====== MATERIALS PROVIDED
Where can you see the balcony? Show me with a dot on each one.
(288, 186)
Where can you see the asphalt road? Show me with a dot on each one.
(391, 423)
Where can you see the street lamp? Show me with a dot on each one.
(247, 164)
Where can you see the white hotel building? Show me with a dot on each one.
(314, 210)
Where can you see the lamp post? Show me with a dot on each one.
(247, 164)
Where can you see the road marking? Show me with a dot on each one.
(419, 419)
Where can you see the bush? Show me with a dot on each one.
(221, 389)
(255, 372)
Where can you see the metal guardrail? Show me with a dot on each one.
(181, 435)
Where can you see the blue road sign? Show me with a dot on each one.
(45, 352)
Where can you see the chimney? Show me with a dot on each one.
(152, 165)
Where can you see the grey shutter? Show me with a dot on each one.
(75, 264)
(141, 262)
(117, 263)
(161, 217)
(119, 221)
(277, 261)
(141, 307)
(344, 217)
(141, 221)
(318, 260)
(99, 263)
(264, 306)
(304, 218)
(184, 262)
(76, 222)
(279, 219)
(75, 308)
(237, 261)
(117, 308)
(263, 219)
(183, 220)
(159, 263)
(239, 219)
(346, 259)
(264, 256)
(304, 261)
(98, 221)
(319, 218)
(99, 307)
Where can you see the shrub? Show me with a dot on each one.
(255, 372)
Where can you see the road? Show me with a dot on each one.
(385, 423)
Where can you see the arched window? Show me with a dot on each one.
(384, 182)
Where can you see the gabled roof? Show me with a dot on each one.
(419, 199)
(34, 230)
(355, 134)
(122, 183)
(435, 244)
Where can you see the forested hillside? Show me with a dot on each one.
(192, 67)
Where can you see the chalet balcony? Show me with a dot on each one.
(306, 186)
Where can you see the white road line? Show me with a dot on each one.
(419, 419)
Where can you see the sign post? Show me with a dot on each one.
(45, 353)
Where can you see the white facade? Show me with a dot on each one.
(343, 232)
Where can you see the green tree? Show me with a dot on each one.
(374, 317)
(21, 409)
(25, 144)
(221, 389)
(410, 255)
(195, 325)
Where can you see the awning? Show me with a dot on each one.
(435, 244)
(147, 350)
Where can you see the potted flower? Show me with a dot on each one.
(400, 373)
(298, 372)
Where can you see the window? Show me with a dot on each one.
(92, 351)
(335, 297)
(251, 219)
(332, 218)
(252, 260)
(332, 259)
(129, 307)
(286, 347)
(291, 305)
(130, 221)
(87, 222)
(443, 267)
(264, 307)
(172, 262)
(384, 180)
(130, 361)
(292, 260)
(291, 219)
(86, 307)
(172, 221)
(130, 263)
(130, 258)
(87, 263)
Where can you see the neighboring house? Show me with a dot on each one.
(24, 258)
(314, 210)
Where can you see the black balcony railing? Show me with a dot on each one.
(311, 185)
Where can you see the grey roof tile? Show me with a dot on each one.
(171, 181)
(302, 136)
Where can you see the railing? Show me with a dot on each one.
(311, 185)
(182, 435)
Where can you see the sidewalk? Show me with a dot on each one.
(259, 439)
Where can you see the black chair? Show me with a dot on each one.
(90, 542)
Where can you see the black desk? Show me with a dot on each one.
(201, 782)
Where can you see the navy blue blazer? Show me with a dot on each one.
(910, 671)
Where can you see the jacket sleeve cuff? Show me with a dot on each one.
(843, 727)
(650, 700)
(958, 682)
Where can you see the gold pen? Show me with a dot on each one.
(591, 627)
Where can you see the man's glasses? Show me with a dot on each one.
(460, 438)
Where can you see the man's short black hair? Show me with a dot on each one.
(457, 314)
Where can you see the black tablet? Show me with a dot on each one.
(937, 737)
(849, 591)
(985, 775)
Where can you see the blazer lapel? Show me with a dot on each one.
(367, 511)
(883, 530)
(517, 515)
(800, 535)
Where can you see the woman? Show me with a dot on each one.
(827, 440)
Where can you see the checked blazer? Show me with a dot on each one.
============
Could you scale the entries beginning at the line that has "Where can you see the man's short" and ending after the final line of the entries, with both of those lines included? Copy the requests unchanged, multiply every coordinate in the answers by 1.15, round each to a whole number with halves going up, and return only those lines.

Where can you see the man's short black hair? Show me with a dot on each one.
(526, 361)
Where can you see the black tablet? Show me with a dot on each one.
(1078, 848)
(976, 680)
(1133, 891)
Where can you see the blazer lapel? Show me with a dot on each one.
(422, 588)
(1015, 610)
(595, 592)
(920, 615)
Where can you see the woman? Show me with a dot on each one.
(951, 506)
Where can you see the checked blazer? Show me with a dot on each one.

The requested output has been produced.